======== THE RECORDS ========

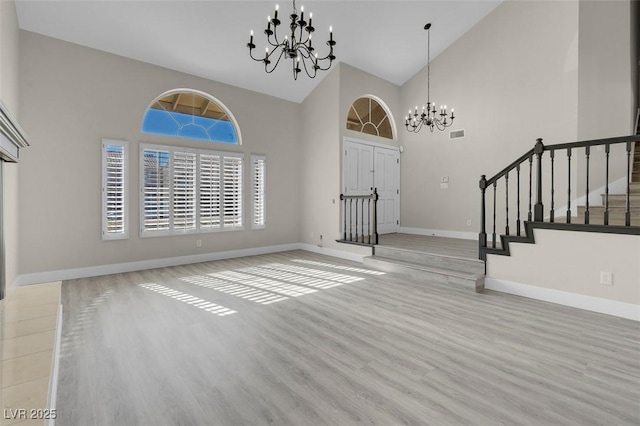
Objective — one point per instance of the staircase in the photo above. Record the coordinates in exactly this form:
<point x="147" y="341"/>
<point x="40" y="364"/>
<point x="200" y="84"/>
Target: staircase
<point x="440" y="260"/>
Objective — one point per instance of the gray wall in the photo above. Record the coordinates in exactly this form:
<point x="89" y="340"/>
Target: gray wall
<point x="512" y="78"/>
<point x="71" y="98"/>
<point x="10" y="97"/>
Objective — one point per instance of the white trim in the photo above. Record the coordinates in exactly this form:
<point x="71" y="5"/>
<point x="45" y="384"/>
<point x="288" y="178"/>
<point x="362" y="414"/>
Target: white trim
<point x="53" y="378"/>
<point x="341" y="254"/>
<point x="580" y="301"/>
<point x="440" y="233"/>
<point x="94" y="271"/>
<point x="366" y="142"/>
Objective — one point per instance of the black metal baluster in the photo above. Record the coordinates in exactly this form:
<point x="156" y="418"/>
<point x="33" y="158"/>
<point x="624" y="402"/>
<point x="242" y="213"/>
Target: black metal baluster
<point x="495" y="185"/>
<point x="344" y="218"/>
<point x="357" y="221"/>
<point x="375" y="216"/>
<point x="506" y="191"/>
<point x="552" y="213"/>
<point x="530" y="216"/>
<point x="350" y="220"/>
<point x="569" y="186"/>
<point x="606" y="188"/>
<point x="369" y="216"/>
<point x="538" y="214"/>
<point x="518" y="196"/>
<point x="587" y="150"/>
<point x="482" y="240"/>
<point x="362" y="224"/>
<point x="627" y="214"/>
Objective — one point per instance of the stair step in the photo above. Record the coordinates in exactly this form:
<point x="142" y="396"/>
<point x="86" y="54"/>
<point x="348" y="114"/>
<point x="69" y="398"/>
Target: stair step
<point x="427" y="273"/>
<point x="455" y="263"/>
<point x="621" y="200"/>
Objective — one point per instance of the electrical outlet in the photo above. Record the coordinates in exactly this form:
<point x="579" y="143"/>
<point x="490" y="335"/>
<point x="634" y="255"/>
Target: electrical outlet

========

### TASK GOAL:
Copy each line exactly, from the line containing "Objective — one point per instance of the stair step" down to the last line of the material, and no other lines.

### EXERCISE OUTPUT:
Objective — one point per instance of the stair step in the photo above. Record the coordinates in exactly this form:
<point x="142" y="396"/>
<point x="86" y="54"/>
<point x="348" y="114"/>
<point x="69" y="398"/>
Target: stair step
<point x="427" y="273"/>
<point x="455" y="263"/>
<point x="621" y="200"/>
Objective — one point per instance of the electrical outlet in the photo above. Record the coordinates in exactly this form:
<point x="579" y="143"/>
<point x="490" y="335"/>
<point x="634" y="255"/>
Target: electrical outlet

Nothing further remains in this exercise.